Extrait:
★ ★ ★
2011, paroisses de l'Archevêché en Grande-Bretagne

En mai 2011, le Patriarcat œcuménique avait pris la décision de retrancher les paroisses britanniques de notre Archevêché et de les intégrer dans l'Archevêché grec-orthodoxe de Grande-Bretagne (archevêché de Thyatire).

Le 13 mai 2011, le Patriarche œcuménique Bartholomée a écrit à l'Archevêque Gabriel de Comane la lettre suivante.

Bartholomée, par la miséricorde de Dieu Archevêque de Constantinople, Nouvelle Rome, et Patriarche œcuménique

No de Protocole 410

Votre Éminence Archevêque Gabriel de Comane, Exarque patriarcal du Trône œcuménique des communautés orthodoxes de tradition russe en Europe occidentale, frère bien-aimé en l’Esprit Saint et concélébrant de notre humble personne, que la grâce et la paix de Dieu soient avec Votre Éminence.

Christ est ressuscité !
★ ★ ★
Données fournies:
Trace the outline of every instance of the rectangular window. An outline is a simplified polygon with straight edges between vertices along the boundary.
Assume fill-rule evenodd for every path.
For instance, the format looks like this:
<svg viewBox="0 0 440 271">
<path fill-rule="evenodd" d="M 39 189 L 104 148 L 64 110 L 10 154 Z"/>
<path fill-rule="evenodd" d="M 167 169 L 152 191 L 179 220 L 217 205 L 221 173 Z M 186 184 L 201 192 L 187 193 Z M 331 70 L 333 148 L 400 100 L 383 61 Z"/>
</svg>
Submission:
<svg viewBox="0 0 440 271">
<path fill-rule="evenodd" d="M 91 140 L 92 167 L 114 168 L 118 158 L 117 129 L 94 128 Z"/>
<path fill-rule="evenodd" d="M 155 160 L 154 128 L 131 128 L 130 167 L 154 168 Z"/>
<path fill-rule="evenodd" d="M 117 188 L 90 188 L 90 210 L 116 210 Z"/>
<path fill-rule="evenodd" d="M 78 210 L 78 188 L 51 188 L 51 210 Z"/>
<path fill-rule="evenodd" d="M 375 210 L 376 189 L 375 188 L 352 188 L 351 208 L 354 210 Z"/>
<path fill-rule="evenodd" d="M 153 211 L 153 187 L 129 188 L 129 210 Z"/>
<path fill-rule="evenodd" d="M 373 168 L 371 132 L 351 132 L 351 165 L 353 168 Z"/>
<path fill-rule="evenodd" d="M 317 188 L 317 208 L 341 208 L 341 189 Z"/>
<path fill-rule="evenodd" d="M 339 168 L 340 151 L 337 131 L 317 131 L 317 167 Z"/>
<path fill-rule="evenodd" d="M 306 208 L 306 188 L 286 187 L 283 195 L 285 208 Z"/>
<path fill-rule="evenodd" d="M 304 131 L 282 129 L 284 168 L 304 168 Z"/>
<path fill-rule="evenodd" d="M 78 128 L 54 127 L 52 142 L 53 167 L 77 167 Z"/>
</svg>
★ ★ ★
Énoncé 1:
Dans l'adresse de la lettre citée par l'extrait, relevez tous les titres et qualités donnés à Gabriel de Comane après « Votre Éminence ».
Énoncé 2:
Selon l'extrait, à quel archevêché le Patriarcat œcuménique avait-il décidé d'intégrer les paroisses britanniques en mai 2011 ?
Énoncé 3:
Poursuivez l'extrait sur les paroisses britanniques de l'Archevêché à partir de sa dernière phrase, « Christ est ressuscité ! ».

Réponse 1:
- Archevêque
- Exarque patriarcal du Trône œcuménique des communautés orthodoxes de tradition russe en Europe occidentale
- frère bien-aimé en l'Esprit Saint
- concélébrant de notre humble personne

Réponse 2:
À l'Archevêché grec-orthodoxe de Grande-Bretagne, c'est-à-dire l'archevêché de Thyatire.

Réponse 3:
Votre bien-aimée Éminence n’est pas sans savoir que, par décision de l’Église Mère prise le 8 juin 2006, lors de la réunion du saint-Synode qui nous entoure, un Vicariat pour la Grande Bretagne fut créé sous votre protection pastorale, en votre qualité de notre Exarque des communautés orthodoxes de tradition russe en Europe occidentale, afin de pourvoir immédiatement aux besoins pastoraux des quelques paroisses et communautés de tradition russe qu’il venait d’intégrer au Patriarcat œcuménique, à la demande de l’évêque Basile Sergievo en tête de celles-ci, élu ensuite hiérarque de notre très saint Siège apostolique et patriarcal, sous le titre du diocèse autrefois illustre d’Amphipolis, en qualité d’auxiliaire de votre Éminence.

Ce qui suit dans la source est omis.